(Labeled-object pointing entries)
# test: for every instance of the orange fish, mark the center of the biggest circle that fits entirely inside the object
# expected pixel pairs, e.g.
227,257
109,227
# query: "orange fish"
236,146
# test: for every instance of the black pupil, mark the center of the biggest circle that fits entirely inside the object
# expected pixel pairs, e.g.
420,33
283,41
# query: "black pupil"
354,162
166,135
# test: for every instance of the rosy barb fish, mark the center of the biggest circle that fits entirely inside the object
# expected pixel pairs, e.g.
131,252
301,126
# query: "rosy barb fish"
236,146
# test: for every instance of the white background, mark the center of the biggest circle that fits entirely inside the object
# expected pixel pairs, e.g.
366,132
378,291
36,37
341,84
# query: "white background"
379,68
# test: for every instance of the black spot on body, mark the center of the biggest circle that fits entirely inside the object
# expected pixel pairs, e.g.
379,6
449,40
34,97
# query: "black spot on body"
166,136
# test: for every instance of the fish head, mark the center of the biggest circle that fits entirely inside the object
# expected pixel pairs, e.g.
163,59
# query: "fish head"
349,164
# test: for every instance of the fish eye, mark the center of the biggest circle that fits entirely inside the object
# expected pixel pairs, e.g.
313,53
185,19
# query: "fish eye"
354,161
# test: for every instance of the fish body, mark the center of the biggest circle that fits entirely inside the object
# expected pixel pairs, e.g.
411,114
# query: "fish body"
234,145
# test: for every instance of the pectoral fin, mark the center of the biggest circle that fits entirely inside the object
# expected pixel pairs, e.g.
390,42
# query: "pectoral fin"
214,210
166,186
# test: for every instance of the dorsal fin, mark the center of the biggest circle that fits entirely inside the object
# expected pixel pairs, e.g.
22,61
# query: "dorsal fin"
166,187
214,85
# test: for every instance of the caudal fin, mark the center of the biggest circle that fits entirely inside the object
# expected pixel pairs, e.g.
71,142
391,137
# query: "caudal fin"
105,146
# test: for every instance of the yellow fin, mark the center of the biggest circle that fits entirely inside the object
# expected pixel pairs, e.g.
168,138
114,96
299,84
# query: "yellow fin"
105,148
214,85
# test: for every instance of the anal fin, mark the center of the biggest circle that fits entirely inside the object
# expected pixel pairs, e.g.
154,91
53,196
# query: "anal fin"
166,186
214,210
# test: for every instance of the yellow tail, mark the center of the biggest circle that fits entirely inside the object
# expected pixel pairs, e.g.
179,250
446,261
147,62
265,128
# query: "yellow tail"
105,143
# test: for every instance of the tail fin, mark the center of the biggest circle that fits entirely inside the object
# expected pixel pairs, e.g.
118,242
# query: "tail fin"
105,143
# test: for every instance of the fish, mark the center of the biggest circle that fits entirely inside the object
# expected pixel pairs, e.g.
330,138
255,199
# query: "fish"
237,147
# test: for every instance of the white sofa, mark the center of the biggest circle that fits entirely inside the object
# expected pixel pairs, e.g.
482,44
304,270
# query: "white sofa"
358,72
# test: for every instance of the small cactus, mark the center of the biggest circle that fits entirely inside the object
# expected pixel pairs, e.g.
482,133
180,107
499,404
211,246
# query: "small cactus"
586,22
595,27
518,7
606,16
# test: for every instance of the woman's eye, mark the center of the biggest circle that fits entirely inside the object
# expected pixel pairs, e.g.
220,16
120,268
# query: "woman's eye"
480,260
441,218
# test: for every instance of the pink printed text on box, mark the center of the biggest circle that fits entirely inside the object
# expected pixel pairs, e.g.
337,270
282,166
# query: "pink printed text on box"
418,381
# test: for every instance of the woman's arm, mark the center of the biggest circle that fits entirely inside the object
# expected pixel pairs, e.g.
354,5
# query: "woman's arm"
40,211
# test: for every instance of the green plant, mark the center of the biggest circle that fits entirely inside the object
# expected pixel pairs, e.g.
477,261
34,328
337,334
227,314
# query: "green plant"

▶ [Stated goal] Rewrite the entries from the line containing "# test: for every instance of the fish, mark" through the end of the entries, inclusive, keeping every request line and its sample pairs unchanged. Scale each answer coordinate by 2.15 and round to the nearest whole number, with halves rounded up.

▶ [Answer to this task]
# test: for every instance of the fish, mark the center of the biggest circle that fits entirely inside the object
# expected pixel pairs, e.g.
330,138
255,199
# query: "fish"
510,316
# test: for every instance of the white sofa, mark the center of the biggest circle that fits entirely inside the object
# expected pixel pairs, e.g.
482,44
304,270
# query: "white sofa"
770,155
# test: for every instance of the small cactus, mark the center of the biggest circle that fits entirely inside the object
# expected pixel pairs, e.g.
482,133
180,107
499,404
211,246
# query: "small cactus"
1260,47
1279,58
1114,15
1303,34
# test: for every instance of the woman's eye, mark the center of the biggest circle that fits entirely inside the object
# expected pixel pairs, e.g.
220,16
120,268
# query: "woman's eye"
1032,559
948,469
# test: for every instance of the pink printed text on box, mark the center of the biggest circle that fits entirely inside the object
# expected pixel pairs, e.g.
337,270
282,166
# query: "pink printed text on box"
899,819
# test: for every instance of the woman's arm, mark the center of the biggest circle that fits entirely inside the object
# expected pixel pairs, e.g.
354,5
# query: "woman's arm"
86,454
# test: for every instance of the green plant, mark the center of the biggest circle that fits entirely inside the object
# expected pixel pairs, e.g.
477,261
34,328
337,334
227,314
# query: "green plant"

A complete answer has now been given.